◆ **Brano proposto**
----

Scritto da Patrizia Vincenzi

FACCIAMO UN PO’ DI ORDINE NELLA GRANDE CONFUSIONE DELL’ULTIMO DECENNIO DELL’ERA DEL FITNESS COREOGRAFICO

La coreografia ha da sempre fatto parte della mia vita, sotto ogni sua forma. Attribuibile al fitness è dall’anno sportivo 1988/89 che ho sposato il mio grande amore: l’aerobica (Hi-Lo Impact) e dai primi anni ’90 si è unito alla famiglia anche lo Step. Questa introduzione per dirvi che ho vissuto per trenta anni l’evoluzione di queste due discipline in prima persona. Questo articolo nasce nel tentativo di rendere partecipi tutti i praticanti (ed interessati a farlo) della storia della coreografia, concentrando il focus su un argomento che ritengo fondamentale: la gran confusione negli ultimi anni in merito al concetto di “Facile” e “Difficile”.

Fine anni ‘80, inizio anni ’90 noi istruttori eravamo tutti dei pionieri, nel mondo delle palestre la coreografia era una novità assoluta senza però basi solide a cui potersi affidare. Lo step era troppo lento (125/126 bpm) e pieno di “Tap”, mentre la ginnastica aerobica era troppo veloce (155/160 bpm) con movimenti ripetitivi ad altissimo impatto.

----

◆ **Consegne**
1. Elenca tutte le parole che compaiono tra virgolette nel brano sul fitness coreografico.
2. Scrivi il seguito del brano sul fitness coreografico, partendo subito dopo la sua ultima frase.
I record riportati di seguito non hanno alcun legame con il brano.

----

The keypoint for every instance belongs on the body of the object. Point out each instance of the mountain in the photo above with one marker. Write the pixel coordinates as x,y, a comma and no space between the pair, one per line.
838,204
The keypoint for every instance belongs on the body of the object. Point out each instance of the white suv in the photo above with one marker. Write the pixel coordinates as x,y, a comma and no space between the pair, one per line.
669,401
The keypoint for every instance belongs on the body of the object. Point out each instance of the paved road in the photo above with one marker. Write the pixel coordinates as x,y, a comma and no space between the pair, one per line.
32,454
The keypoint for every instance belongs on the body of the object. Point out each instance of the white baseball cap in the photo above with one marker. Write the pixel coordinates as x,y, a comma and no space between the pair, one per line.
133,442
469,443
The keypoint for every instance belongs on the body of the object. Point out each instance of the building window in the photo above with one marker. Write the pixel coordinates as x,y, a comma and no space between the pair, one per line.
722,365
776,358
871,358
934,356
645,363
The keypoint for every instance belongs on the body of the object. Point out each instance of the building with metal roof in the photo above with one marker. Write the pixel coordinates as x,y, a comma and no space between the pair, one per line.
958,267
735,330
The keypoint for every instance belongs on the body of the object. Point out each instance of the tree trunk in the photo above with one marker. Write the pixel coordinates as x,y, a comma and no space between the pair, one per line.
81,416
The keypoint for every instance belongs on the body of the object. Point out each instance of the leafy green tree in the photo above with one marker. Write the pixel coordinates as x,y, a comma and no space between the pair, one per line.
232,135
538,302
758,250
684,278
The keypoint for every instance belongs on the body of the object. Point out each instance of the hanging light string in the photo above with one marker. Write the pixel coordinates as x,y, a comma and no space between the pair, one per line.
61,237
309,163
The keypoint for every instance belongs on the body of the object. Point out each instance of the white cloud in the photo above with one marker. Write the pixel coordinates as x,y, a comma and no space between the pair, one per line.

----

◆ **Risposte**
1. Facile, Difficile, Tap

2.
Alla fine degli anni ’90 finalmente la svolta. Studi su gruppi di lavoro monitorati hanno individuato gli errori (alcuni anche gravi) che venivano offerti al grande pubblico e sono stati studiati piani di allenamento più mirati e professionali. Lo step ha aumentato i suoi bmp per ottenere un risultato cardiorespiratorio più finalizzato, mentre l’aerobica li ha invece calati in quanto l’allenamento era troppo intenso andando a ripercuotersi in modo lesivo su articolazioni, legamenti e tessuti muscolari, oltre al non trascurabile dato del lavoro eseguito per la maggior parte in “anaerobiosi”. Una brillante intuizione tecnica vera illuminazione è arrivata grazie al passo base “Rock” che essendo di 3 tempi musicali ha spezzato la monotonia dei 4 beats ed i suoi multipli aprendo infinite possibilità di costruzione coreografica. La coreografia, dunque, era in continuo mutamento ma rimaneva comunque fattibile a tutti. L’altro fattore che ha assunto un ruolo fondamentale è stato il suo risonante effetto moda: tutti, ma proprio tutti, si avvicinavano con grande curiosità ed entusiasmo alla sala corsi musicali. Tutte queste strategie sono state vincenti fino alla fine del 2002. Tra gli anni 2003 e 2006 la situazione ha cominciato a sfuggirci di mano. La coreografia ha subito una metamorfosi per la maggior parte degli istruttori, ovvero ha iniziato ad essere proposta come fine a se stessa e non più come un metodo di allenamento. Da quel momento, dai palchi delle convention prima e dalle sale fitness poi, le lezioni sono diventate una gara a chi faceva le coreografie più complesse e i praticanti si sentivano sempre più stressati e scoraggiati di fronte alle proposte motorie, direzionandosi verso altre discipline magari meno allenanti e più ripetitive ma sicuramente più pratiche e semplici. Ad oggi ci troviamo in una situazione in cui esistono le coreografie semplici da una parte e le coreografie complesse dall’altra. Le coreografie semplici attirano certamente i nuovi istruttori, ma nelle sale corsi sono spesso poco allenanti e talvolta noiose. Le coreografie complesse attirano solo gli istruttori più esperti, senza considerare che con l’avanzare dell’età gli allievi veterani diventano sempre meno numerosi.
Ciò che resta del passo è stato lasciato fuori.